* PROBLEM STATEMENT
Could you repeat, word for word, every line from the one containing "Task: mark each instance of the forested" through the final line of the records below, and nothing else?
-- Start --
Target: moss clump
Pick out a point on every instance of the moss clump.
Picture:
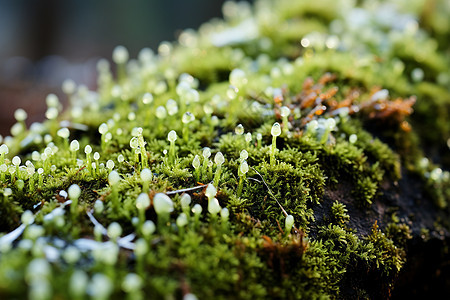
(144, 148)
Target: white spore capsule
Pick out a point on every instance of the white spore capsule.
(162, 203)
(172, 136)
(142, 201)
(74, 146)
(239, 130)
(219, 159)
(276, 129)
(120, 55)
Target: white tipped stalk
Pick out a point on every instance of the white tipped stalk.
(74, 193)
(163, 204)
(276, 131)
(289, 223)
(214, 206)
(219, 159)
(146, 177)
(211, 191)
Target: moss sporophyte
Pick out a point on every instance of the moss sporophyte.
(237, 161)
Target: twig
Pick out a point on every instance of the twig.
(270, 192)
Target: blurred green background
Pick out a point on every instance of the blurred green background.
(43, 42)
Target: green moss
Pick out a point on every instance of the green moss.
(339, 150)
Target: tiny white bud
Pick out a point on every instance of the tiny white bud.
(103, 128)
(74, 192)
(211, 191)
(20, 115)
(172, 136)
(160, 112)
(16, 161)
(289, 222)
(148, 228)
(142, 201)
(185, 200)
(285, 111)
(120, 55)
(146, 175)
(4, 149)
(248, 137)
(52, 100)
(206, 152)
(172, 107)
(182, 220)
(197, 209)
(131, 283)
(88, 149)
(238, 78)
(99, 206)
(113, 178)
(110, 164)
(224, 213)
(134, 143)
(243, 155)
(239, 130)
(219, 159)
(74, 146)
(187, 117)
(243, 168)
(276, 129)
(64, 133)
(214, 206)
(51, 113)
(196, 162)
(162, 203)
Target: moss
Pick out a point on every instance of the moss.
(346, 151)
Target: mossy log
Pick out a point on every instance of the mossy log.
(293, 150)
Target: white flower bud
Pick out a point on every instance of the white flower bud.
(103, 128)
(114, 230)
(162, 203)
(276, 129)
(74, 192)
(243, 168)
(120, 55)
(88, 149)
(197, 209)
(185, 200)
(206, 152)
(148, 228)
(74, 146)
(113, 178)
(196, 162)
(142, 201)
(172, 136)
(219, 159)
(214, 206)
(211, 191)
(289, 222)
(16, 161)
(285, 111)
(20, 115)
(182, 220)
(64, 133)
(239, 130)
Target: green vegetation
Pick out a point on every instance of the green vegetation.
(203, 171)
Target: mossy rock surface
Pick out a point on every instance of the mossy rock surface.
(293, 150)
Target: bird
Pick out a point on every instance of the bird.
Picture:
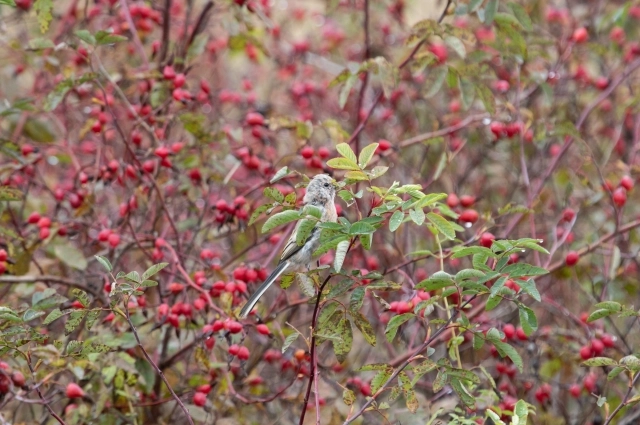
(320, 193)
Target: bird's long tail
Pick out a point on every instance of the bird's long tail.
(255, 297)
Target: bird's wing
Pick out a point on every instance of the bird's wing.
(291, 248)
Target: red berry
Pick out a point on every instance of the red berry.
(199, 399)
(255, 118)
(580, 35)
(620, 196)
(589, 383)
(469, 216)
(572, 258)
(521, 335)
(33, 218)
(74, 391)
(179, 80)
(585, 352)
(263, 329)
(597, 346)
(168, 73)
(627, 183)
(453, 200)
(114, 240)
(176, 288)
(467, 200)
(44, 222)
(204, 389)
(608, 341)
(233, 327)
(497, 128)
(384, 145)
(44, 232)
(487, 239)
(509, 330)
(27, 149)
(568, 214)
(575, 390)
(18, 379)
(243, 353)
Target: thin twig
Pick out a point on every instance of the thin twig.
(155, 366)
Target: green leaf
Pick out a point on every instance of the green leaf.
(473, 250)
(396, 220)
(462, 392)
(522, 411)
(361, 228)
(529, 287)
(456, 44)
(357, 298)
(434, 80)
(133, 277)
(442, 224)
(281, 173)
(257, 212)
(279, 219)
(86, 36)
(92, 318)
(528, 320)
(440, 381)
(381, 378)
(615, 372)
(490, 11)
(609, 305)
(522, 16)
(599, 361)
(289, 340)
(153, 270)
(366, 154)
(522, 269)
(438, 280)
(599, 314)
(43, 10)
(273, 193)
(70, 255)
(10, 194)
(348, 397)
(74, 320)
(343, 164)
(31, 314)
(54, 315)
(330, 244)
(417, 215)
(394, 324)
(104, 262)
(343, 347)
(486, 96)
(365, 327)
(81, 296)
(341, 252)
(505, 349)
(304, 229)
(346, 90)
(106, 37)
(418, 371)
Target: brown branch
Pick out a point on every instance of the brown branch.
(50, 279)
(155, 366)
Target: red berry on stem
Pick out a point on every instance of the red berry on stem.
(572, 258)
(74, 391)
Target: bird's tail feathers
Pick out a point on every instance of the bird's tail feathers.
(255, 297)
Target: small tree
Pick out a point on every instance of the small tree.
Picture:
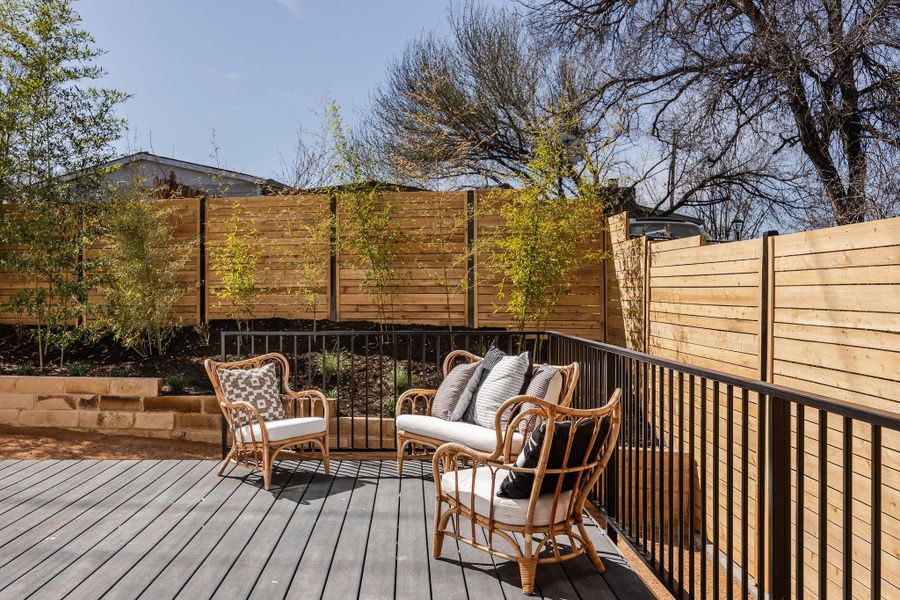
(311, 266)
(235, 262)
(54, 129)
(547, 236)
(368, 234)
(140, 266)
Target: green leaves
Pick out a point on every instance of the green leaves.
(140, 268)
(547, 237)
(54, 131)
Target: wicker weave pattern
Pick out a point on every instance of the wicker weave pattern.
(525, 543)
(418, 401)
(260, 454)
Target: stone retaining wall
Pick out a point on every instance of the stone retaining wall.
(109, 405)
(133, 406)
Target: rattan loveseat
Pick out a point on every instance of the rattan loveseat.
(420, 432)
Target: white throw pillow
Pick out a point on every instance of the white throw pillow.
(503, 382)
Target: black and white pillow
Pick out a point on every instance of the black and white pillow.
(257, 386)
(519, 485)
(464, 409)
(546, 384)
(451, 389)
(504, 381)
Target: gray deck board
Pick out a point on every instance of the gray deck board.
(51, 556)
(82, 566)
(379, 570)
(165, 529)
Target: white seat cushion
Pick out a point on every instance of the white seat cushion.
(511, 511)
(469, 434)
(287, 428)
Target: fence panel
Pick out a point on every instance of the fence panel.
(286, 239)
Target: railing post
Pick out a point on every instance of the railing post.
(612, 469)
(778, 498)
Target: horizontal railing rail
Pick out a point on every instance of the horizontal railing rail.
(716, 481)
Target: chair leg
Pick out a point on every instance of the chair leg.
(267, 469)
(437, 541)
(227, 460)
(590, 549)
(325, 462)
(527, 571)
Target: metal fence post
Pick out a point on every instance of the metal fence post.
(470, 258)
(778, 498)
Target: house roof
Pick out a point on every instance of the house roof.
(208, 169)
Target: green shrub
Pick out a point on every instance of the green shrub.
(75, 369)
(389, 406)
(327, 363)
(177, 383)
(27, 369)
(140, 275)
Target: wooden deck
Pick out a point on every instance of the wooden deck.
(167, 529)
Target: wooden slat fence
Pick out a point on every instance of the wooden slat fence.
(815, 311)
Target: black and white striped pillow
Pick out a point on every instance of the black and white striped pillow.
(503, 382)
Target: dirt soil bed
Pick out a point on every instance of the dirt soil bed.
(60, 444)
(186, 352)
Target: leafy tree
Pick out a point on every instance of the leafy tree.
(235, 262)
(55, 129)
(812, 80)
(367, 231)
(141, 261)
(547, 236)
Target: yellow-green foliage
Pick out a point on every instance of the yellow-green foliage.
(547, 234)
(140, 275)
(235, 262)
(368, 234)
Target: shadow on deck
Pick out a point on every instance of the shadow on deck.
(166, 529)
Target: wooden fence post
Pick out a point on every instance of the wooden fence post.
(201, 236)
(332, 260)
(470, 259)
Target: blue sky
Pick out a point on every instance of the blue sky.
(254, 70)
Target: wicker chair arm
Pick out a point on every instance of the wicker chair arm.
(465, 354)
(413, 398)
(254, 418)
(453, 452)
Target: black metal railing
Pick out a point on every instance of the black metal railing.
(709, 480)
(364, 372)
(736, 522)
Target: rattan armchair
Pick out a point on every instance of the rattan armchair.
(418, 401)
(256, 444)
(524, 530)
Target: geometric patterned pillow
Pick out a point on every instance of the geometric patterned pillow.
(257, 386)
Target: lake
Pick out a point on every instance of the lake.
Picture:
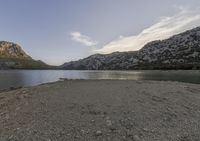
(21, 78)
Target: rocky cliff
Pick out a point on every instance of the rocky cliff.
(181, 51)
(13, 57)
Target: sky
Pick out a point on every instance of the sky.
(58, 31)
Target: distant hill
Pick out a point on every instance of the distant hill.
(13, 57)
(181, 51)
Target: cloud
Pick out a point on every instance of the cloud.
(83, 39)
(164, 28)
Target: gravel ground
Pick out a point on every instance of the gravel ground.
(101, 110)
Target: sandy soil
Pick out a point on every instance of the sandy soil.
(102, 110)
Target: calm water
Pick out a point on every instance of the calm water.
(17, 78)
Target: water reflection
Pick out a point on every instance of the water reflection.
(17, 78)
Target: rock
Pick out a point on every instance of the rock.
(98, 133)
(136, 138)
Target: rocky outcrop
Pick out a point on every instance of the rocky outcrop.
(13, 57)
(12, 50)
(181, 51)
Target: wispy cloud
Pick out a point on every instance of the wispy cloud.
(83, 39)
(164, 28)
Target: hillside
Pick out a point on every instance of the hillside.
(13, 57)
(181, 51)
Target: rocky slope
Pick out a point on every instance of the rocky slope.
(13, 57)
(181, 51)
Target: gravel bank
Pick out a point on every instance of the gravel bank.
(101, 110)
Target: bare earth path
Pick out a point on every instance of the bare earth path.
(102, 110)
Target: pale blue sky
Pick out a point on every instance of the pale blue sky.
(57, 31)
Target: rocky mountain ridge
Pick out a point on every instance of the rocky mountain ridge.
(181, 51)
(12, 56)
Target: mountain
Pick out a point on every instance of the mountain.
(181, 51)
(13, 57)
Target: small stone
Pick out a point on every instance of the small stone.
(136, 138)
(98, 133)
(108, 122)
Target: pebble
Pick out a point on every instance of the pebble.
(136, 138)
(98, 133)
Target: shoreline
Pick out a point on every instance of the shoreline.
(101, 110)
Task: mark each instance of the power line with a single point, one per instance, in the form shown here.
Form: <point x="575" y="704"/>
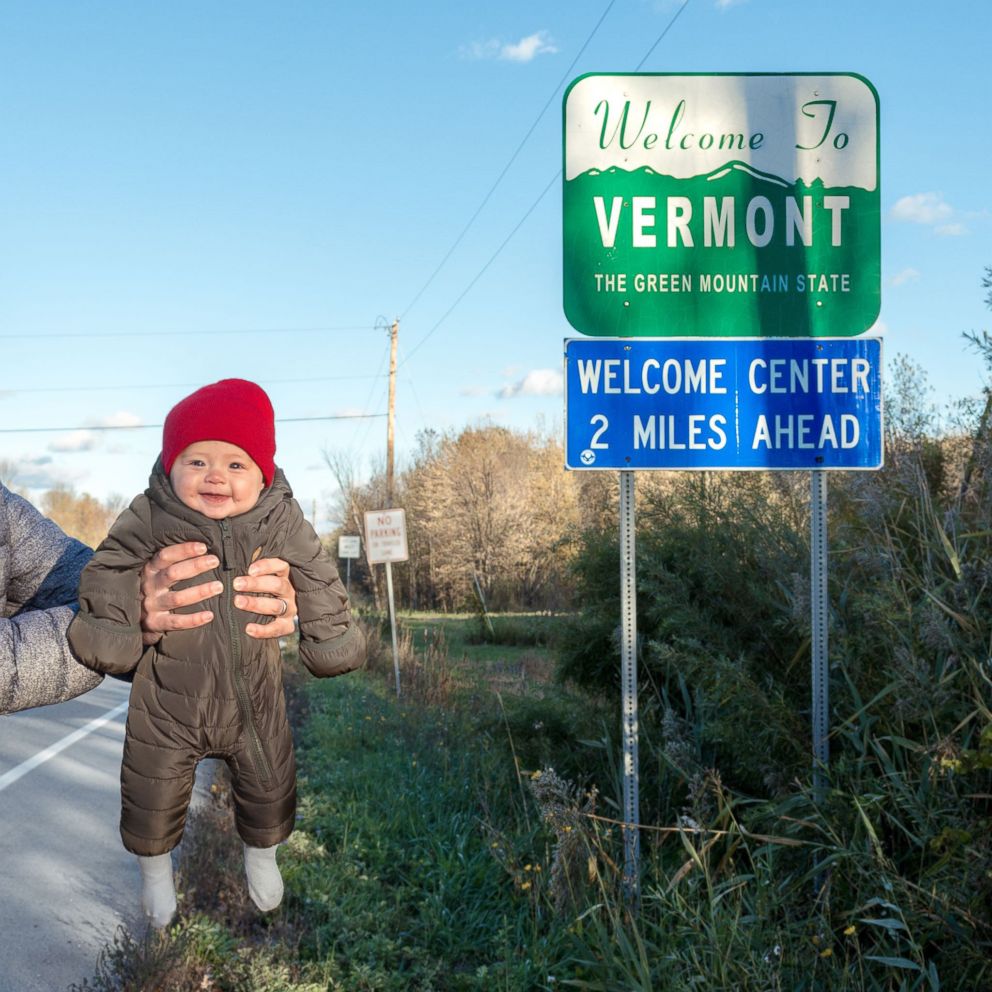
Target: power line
<point x="173" y="385"/>
<point x="512" y="159"/>
<point x="657" y="40"/>
<point x="482" y="271"/>
<point x="86" y="336"/>
<point x="533" y="206"/>
<point x="144" y="427"/>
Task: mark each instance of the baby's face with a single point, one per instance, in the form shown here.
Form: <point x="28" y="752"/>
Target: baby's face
<point x="217" y="478"/>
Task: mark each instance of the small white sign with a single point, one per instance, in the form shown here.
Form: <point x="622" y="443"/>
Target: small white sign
<point x="349" y="547"/>
<point x="385" y="536"/>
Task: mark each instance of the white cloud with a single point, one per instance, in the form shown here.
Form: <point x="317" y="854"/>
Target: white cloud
<point x="122" y="418"/>
<point x="525" y="50"/>
<point x="37" y="472"/>
<point x="477" y="50"/>
<point x="74" y="441"/>
<point x="922" y="208"/>
<point x="907" y="275"/>
<point x="538" y="382"/>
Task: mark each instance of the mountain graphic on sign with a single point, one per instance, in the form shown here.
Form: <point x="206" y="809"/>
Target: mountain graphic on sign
<point x="738" y="166"/>
<point x="730" y="168"/>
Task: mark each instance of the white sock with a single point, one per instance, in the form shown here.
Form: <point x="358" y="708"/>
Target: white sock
<point x="264" y="880"/>
<point x="158" y="891"/>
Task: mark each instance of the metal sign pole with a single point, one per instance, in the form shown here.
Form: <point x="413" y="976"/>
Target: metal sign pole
<point x="628" y="678"/>
<point x="392" y="623"/>
<point x="819" y="604"/>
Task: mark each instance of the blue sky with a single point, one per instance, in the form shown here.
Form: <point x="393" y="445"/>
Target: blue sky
<point x="190" y="191"/>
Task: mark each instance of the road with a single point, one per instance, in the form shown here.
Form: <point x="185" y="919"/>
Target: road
<point x="66" y="883"/>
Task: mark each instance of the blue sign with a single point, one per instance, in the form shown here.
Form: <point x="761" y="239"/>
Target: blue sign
<point x="731" y="403"/>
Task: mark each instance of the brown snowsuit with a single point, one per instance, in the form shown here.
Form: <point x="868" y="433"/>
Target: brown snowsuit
<point x="212" y="691"/>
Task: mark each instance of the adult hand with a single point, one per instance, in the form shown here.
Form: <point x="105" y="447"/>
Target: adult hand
<point x="269" y="576"/>
<point x="172" y="564"/>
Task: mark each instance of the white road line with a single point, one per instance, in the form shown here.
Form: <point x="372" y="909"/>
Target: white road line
<point x="9" y="778"/>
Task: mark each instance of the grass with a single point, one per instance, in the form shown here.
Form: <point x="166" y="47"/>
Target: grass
<point x="455" y="839"/>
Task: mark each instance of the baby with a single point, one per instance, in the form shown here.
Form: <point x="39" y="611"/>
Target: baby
<point x="212" y="691"/>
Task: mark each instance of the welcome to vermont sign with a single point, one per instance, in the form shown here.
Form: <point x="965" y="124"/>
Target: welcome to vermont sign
<point x="721" y="205"/>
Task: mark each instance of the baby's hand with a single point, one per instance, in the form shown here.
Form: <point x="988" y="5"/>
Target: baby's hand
<point x="270" y="576"/>
<point x="170" y="565"/>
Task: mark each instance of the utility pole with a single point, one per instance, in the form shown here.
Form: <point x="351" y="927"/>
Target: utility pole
<point x="394" y="334"/>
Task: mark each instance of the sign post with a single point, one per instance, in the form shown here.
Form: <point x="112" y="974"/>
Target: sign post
<point x="385" y="542"/>
<point x="349" y="547"/>
<point x="742" y="211"/>
<point x="628" y="683"/>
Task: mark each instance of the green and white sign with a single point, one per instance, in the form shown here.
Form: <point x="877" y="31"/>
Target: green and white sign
<point x="721" y="205"/>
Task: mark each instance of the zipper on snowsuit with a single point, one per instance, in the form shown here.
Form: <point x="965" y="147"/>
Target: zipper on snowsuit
<point x="237" y="669"/>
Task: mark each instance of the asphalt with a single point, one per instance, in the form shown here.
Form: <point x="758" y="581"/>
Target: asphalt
<point x="66" y="883"/>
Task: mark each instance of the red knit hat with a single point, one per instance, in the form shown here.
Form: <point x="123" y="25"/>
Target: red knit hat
<point x="233" y="410"/>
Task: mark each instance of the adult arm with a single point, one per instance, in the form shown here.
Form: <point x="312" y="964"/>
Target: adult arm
<point x="39" y="574"/>
<point x="105" y="634"/>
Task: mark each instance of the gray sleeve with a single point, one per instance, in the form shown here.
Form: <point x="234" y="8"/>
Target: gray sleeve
<point x="40" y="567"/>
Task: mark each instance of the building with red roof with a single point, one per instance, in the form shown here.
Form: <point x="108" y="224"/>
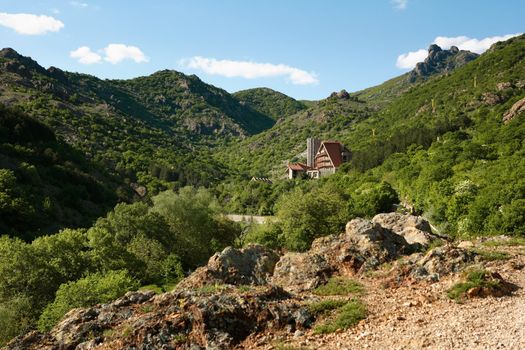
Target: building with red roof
<point x="324" y="160"/>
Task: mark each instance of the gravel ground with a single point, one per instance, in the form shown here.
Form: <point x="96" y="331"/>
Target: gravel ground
<point x="420" y="316"/>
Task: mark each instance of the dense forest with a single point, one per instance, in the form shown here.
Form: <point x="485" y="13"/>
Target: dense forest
<point x="108" y="186"/>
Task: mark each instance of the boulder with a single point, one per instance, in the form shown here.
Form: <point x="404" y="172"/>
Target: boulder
<point x="414" y="229"/>
<point x="185" y="320"/>
<point x="298" y="272"/>
<point x="516" y="109"/>
<point x="441" y="261"/>
<point x="375" y="242"/>
<point x="503" y="86"/>
<point x="364" y="246"/>
<point x="252" y="265"/>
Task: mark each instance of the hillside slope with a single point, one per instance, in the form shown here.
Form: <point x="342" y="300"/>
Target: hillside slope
<point x="267" y="153"/>
<point x="155" y="130"/>
<point x="270" y="102"/>
<point x="45" y="184"/>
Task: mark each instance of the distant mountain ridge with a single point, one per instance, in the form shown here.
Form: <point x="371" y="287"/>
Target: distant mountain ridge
<point x="441" y="61"/>
<point x="270" y="102"/>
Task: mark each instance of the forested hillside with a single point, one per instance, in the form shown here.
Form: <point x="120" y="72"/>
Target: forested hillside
<point x="448" y="145"/>
<point x="157" y="130"/>
<point x="442" y="144"/>
<point x="45" y="184"/>
<point x="270" y="102"/>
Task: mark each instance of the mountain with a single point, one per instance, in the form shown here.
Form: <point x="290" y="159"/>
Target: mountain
<point x="450" y="144"/>
<point x="45" y="184"/>
<point x="156" y="130"/>
<point x="267" y="153"/>
<point x="195" y="106"/>
<point x="337" y="116"/>
<point x="437" y="62"/>
<point x="441" y="61"/>
<point x="269" y="102"/>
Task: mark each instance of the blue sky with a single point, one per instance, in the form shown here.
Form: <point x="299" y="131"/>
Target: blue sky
<point x="304" y="48"/>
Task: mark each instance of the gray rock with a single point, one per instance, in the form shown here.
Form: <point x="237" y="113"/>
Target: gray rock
<point x="252" y="265"/>
<point x="514" y="111"/>
<point x="414" y="229"/>
<point x="297" y="272"/>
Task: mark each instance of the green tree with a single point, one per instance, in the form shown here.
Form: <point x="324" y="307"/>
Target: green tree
<point x="90" y="290"/>
<point x="306" y="216"/>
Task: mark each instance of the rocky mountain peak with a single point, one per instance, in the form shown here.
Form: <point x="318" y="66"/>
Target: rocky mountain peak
<point x="441" y="61"/>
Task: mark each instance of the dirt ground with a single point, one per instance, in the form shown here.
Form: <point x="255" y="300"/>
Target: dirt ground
<point x="419" y="315"/>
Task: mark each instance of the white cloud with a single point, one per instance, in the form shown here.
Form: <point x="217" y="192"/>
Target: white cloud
<point x="29" y="24"/>
<point x="249" y="70"/>
<point x="400" y="4"/>
<point x="410" y="59"/>
<point x="116" y="53"/>
<point x="85" y="55"/>
<point x="78" y="4"/>
<point x="474" y="45"/>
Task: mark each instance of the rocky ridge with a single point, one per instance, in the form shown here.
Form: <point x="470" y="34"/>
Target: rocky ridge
<point x="441" y="61"/>
<point x="255" y="297"/>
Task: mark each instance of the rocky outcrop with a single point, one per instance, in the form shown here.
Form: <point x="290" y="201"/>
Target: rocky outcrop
-- End --
* FULL RESPONSE
Task: mark each instance of the forested hillside with a single point, one per instance, in the form shown here.
Form: <point x="120" y="72"/>
Target: forested hillside
<point x="448" y="145"/>
<point x="157" y="130"/>
<point x="442" y="144"/>
<point x="45" y="184"/>
<point x="270" y="102"/>
Task: mark each instance of the mountain with a single point, one per instance, in the form shown here.
Form: <point x="290" y="159"/>
Target: mountain
<point x="450" y="144"/>
<point x="45" y="184"/>
<point x="156" y="130"/>
<point x="267" y="153"/>
<point x="195" y="106"/>
<point x="337" y="116"/>
<point x="437" y="62"/>
<point x="441" y="61"/>
<point x="269" y="102"/>
Task: mark each instance of the blue sky with a single point, one per instance, in the form shown here.
Form: <point x="299" y="131"/>
Target: blue sky
<point x="304" y="48"/>
Task: mark each instance of the gray rock with a single point, one per instance, in the form shown here.
Form: <point x="237" y="113"/>
Target: gray rock
<point x="252" y="265"/>
<point x="514" y="111"/>
<point x="414" y="229"/>
<point x="297" y="272"/>
Task: mark each instance of the green tree with a single point, one per instance, in the form shown here.
Form: <point x="324" y="307"/>
Target: green tree
<point x="90" y="290"/>
<point x="306" y="216"/>
Task: mark each instance of the rocky mountain peak with a single point, one per instance, in the form shown here.
Form: <point x="318" y="66"/>
Target: rocky mountain peak
<point x="441" y="61"/>
Task: mark each instance of the dirt ground with a single point, one per instance, in the form shown here.
Form: <point x="255" y="300"/>
Target: dirt ground
<point x="419" y="315"/>
Task: mark each instance of the white cloud with a single point, one per instance, in the form shown here.
Form: <point x="217" y="192"/>
Target: white cloud
<point x="29" y="24"/>
<point x="249" y="70"/>
<point x="400" y="4"/>
<point x="410" y="59"/>
<point x="116" y="53"/>
<point x="85" y="55"/>
<point x="78" y="4"/>
<point x="474" y="45"/>
Task: mark each instance of the rocky ridge with a single point, one per instance, in the form shown here.
Form: <point x="470" y="34"/>
Target: rocky ridge
<point x="441" y="61"/>
<point x="255" y="297"/>
Task: mark each instance of the rocky outcrop with a single point, one per instance, in the form shown here.
Form: <point x="290" y="201"/>
Target: rocky outcrop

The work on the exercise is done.